(Point-per-instance localization data)
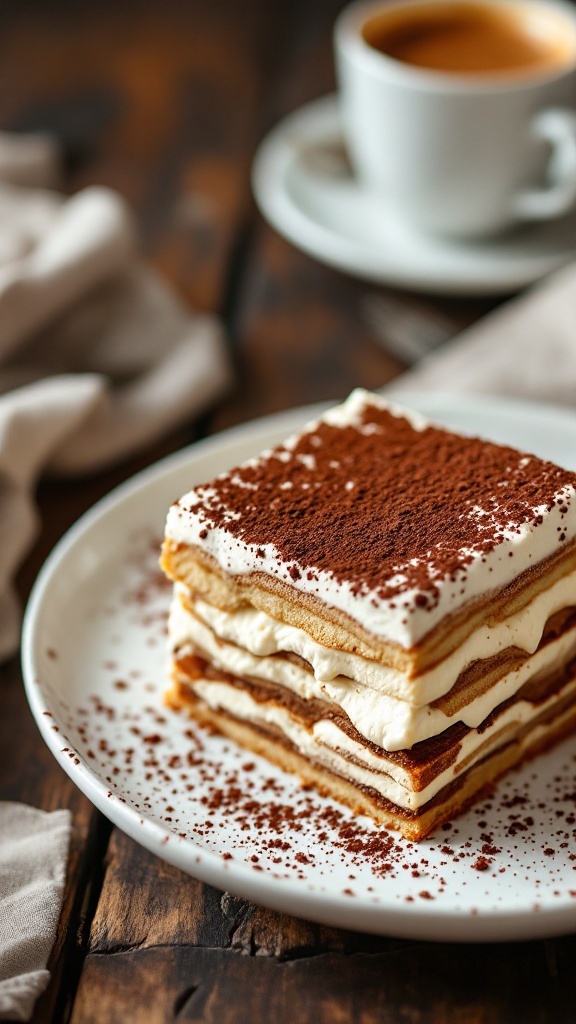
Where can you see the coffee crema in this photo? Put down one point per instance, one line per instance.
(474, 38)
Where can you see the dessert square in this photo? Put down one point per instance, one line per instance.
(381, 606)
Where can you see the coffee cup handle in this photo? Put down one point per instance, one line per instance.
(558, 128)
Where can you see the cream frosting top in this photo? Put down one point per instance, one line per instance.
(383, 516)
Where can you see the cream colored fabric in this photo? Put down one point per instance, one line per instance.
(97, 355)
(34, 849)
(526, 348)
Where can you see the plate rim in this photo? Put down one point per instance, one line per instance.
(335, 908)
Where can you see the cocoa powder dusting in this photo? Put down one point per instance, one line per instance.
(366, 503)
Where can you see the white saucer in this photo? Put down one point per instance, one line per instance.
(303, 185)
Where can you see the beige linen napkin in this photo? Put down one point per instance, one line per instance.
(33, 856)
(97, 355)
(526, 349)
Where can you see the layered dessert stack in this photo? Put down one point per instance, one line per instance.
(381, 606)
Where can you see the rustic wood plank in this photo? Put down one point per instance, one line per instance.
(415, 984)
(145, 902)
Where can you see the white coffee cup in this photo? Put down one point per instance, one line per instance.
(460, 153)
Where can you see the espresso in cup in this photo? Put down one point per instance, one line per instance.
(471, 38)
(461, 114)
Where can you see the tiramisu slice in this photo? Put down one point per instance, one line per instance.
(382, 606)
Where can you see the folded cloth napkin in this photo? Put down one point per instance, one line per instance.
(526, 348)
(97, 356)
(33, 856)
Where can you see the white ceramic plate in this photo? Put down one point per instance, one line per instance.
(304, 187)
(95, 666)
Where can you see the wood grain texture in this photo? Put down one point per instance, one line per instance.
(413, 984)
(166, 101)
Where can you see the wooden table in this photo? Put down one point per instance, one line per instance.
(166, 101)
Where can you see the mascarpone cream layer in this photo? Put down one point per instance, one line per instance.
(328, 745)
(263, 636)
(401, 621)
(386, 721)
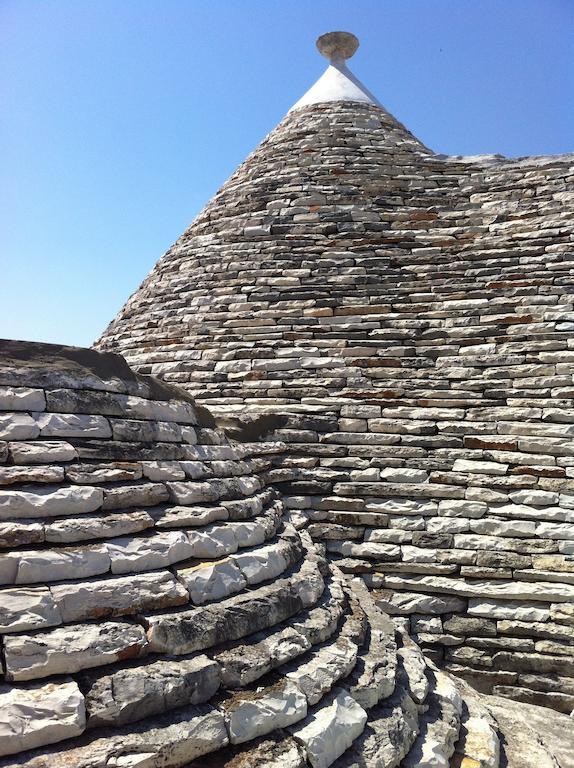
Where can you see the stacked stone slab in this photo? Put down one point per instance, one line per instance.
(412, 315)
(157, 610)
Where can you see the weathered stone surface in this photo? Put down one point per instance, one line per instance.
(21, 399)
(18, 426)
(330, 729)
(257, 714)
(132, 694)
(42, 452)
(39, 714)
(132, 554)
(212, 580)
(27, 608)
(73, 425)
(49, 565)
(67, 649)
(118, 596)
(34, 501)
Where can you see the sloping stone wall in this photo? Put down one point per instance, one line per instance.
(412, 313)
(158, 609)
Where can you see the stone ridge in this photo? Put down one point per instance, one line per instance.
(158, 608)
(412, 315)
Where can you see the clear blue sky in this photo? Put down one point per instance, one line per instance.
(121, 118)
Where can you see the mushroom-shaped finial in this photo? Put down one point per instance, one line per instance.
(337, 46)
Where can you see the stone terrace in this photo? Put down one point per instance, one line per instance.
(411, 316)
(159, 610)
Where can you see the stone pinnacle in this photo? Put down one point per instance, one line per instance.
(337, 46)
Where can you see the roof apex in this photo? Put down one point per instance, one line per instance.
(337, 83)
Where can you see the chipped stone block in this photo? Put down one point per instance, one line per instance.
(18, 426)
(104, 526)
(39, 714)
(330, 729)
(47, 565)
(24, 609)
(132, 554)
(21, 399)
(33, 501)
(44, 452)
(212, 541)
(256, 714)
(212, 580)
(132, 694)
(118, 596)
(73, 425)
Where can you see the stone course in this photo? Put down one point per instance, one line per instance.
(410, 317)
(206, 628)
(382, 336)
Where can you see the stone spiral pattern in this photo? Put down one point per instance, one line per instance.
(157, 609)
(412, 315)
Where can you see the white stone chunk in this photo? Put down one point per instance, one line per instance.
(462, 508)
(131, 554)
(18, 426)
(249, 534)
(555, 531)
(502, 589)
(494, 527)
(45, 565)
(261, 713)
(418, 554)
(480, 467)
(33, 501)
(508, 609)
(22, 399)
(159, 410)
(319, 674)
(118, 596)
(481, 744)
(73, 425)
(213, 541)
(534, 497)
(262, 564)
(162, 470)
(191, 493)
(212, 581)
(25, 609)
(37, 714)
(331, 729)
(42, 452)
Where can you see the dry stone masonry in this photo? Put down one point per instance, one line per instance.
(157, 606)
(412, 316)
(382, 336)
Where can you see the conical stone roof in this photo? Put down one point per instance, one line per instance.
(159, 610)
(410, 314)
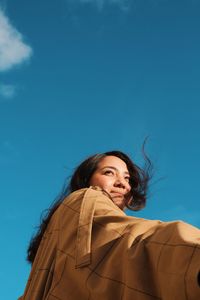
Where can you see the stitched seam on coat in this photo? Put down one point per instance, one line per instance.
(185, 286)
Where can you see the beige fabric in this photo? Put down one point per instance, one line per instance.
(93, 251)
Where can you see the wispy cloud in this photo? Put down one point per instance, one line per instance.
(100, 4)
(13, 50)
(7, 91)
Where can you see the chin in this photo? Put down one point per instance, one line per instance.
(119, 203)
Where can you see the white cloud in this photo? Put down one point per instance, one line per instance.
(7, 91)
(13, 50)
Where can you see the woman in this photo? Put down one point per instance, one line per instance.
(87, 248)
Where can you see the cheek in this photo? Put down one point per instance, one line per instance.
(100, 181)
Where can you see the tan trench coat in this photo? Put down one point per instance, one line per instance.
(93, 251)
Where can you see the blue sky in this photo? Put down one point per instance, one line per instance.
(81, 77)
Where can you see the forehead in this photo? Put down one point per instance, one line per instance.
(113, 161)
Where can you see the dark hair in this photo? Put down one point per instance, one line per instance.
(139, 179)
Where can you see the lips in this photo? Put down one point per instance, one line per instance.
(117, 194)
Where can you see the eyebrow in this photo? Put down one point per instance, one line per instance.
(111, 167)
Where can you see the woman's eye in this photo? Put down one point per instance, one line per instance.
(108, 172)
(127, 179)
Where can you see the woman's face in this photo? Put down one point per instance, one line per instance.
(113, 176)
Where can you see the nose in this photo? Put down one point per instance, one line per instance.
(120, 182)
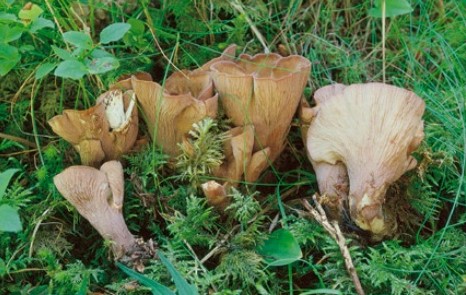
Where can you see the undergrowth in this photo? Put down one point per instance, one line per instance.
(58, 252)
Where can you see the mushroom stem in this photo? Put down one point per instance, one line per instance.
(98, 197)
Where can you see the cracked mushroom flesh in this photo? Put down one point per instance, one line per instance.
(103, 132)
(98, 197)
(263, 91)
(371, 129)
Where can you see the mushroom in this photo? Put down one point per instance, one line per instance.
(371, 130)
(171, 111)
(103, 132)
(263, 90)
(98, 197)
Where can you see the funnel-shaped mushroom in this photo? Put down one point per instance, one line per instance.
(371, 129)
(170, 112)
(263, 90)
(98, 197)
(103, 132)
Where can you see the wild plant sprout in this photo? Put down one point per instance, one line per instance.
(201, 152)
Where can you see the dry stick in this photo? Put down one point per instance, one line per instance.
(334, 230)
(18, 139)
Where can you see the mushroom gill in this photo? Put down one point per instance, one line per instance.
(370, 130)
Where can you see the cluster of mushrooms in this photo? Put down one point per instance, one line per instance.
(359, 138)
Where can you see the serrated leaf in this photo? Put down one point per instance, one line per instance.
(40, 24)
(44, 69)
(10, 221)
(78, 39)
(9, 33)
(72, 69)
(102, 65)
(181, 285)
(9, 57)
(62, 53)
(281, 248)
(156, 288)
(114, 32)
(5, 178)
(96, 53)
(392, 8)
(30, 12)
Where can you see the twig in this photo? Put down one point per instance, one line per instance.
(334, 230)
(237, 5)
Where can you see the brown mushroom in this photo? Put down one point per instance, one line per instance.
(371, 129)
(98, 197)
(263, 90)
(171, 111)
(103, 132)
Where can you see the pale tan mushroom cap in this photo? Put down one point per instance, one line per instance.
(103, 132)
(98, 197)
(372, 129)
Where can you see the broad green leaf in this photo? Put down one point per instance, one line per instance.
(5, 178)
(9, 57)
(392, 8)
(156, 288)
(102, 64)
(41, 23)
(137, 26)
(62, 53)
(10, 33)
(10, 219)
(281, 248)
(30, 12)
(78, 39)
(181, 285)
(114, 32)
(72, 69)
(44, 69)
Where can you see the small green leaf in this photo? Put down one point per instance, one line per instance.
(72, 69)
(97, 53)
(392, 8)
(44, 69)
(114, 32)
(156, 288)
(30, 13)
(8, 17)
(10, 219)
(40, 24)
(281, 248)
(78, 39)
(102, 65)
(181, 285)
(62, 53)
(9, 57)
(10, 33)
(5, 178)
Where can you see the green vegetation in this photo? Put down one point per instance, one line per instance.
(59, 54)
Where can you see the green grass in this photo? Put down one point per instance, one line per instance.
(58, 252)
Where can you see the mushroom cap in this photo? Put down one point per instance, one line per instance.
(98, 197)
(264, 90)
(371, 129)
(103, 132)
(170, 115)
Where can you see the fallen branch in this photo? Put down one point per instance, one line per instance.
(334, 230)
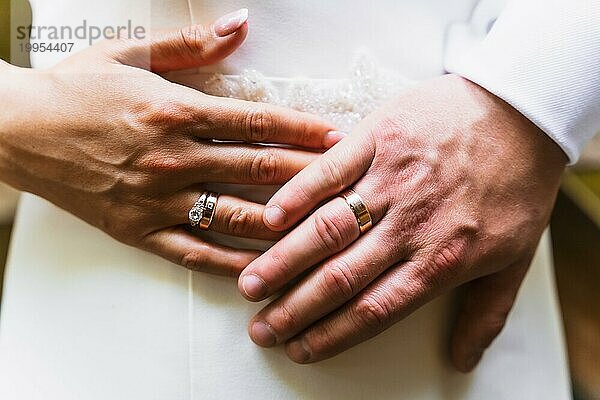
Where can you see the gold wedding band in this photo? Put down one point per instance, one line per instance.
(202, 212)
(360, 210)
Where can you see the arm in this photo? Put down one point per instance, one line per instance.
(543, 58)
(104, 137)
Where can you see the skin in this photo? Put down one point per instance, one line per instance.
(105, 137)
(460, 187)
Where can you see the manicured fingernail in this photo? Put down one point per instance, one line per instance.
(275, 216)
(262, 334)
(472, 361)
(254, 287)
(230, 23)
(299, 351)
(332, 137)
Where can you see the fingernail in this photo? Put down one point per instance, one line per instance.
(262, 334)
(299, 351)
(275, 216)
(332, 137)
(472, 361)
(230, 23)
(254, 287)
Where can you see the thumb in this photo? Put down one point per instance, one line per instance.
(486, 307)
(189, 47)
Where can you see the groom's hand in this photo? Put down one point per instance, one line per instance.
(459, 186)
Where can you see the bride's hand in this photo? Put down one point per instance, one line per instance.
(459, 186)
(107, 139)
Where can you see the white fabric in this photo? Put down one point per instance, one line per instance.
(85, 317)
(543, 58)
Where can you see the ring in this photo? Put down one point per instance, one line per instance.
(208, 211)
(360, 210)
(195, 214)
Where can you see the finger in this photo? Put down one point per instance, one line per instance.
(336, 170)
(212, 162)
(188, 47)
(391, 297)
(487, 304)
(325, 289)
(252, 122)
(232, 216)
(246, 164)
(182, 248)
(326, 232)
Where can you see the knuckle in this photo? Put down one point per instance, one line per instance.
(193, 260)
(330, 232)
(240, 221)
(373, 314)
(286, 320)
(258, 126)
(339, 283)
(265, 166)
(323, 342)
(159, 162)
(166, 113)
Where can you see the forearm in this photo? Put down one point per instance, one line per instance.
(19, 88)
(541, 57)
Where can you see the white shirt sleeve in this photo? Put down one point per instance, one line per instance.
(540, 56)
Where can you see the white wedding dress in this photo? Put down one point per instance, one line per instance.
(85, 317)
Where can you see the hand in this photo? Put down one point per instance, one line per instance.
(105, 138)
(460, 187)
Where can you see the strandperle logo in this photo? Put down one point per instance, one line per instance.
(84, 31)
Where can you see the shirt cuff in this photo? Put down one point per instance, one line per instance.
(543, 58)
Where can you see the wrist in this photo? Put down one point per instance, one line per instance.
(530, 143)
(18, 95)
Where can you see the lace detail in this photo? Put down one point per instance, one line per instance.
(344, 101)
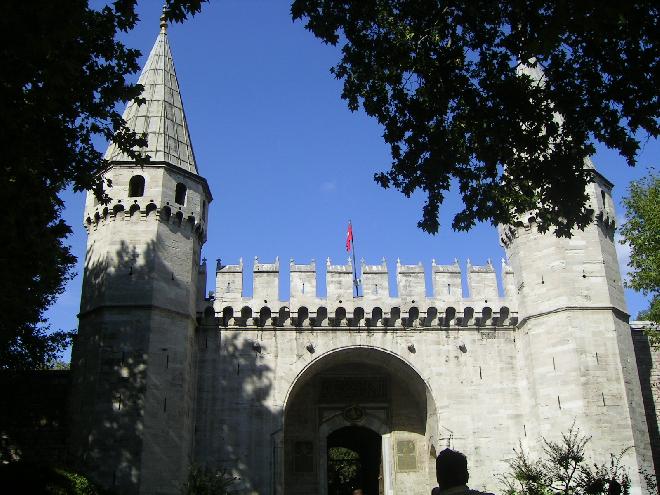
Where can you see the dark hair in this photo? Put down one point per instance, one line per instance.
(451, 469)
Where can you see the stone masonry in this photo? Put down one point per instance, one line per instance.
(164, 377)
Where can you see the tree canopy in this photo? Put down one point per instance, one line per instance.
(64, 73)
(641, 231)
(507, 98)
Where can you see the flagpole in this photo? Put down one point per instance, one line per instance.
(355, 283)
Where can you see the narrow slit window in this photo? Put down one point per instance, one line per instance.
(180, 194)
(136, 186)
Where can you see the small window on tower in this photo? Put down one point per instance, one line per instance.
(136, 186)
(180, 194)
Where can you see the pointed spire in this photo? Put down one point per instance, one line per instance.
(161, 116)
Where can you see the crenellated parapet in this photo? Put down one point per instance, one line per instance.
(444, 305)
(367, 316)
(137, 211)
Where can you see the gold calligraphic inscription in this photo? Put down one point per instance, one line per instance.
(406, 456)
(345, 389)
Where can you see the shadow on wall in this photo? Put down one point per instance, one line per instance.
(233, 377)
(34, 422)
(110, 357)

• **PROBLEM DESCRIPTION**
Each line from the one holding "Where can you see the narrow" through the last line of the data is to be transcribed exactly, with nothing else added.

• **TASK RESULT**
Where can you see the narrow slit window in this photo? Put down one point per instance, one line per instance.
(180, 194)
(136, 186)
Where can you see the small window on tower in this photo? Put down one point per instance, one line per instance.
(136, 186)
(180, 194)
Where can you see the pointed spire in this photo? Put down one point per instance, one line per instance.
(161, 116)
Where can you see the crenellated parapet in this photo? Put down one point per instance, one line per instance.
(444, 305)
(367, 316)
(137, 211)
Where can you see the gold calligraphic inscription in this photo? Put down one point per instance, one line per instance.
(406, 456)
(345, 389)
Where can you see the shadow on wall in this photo? Put down one point per instance, one line per instance.
(233, 377)
(34, 422)
(110, 357)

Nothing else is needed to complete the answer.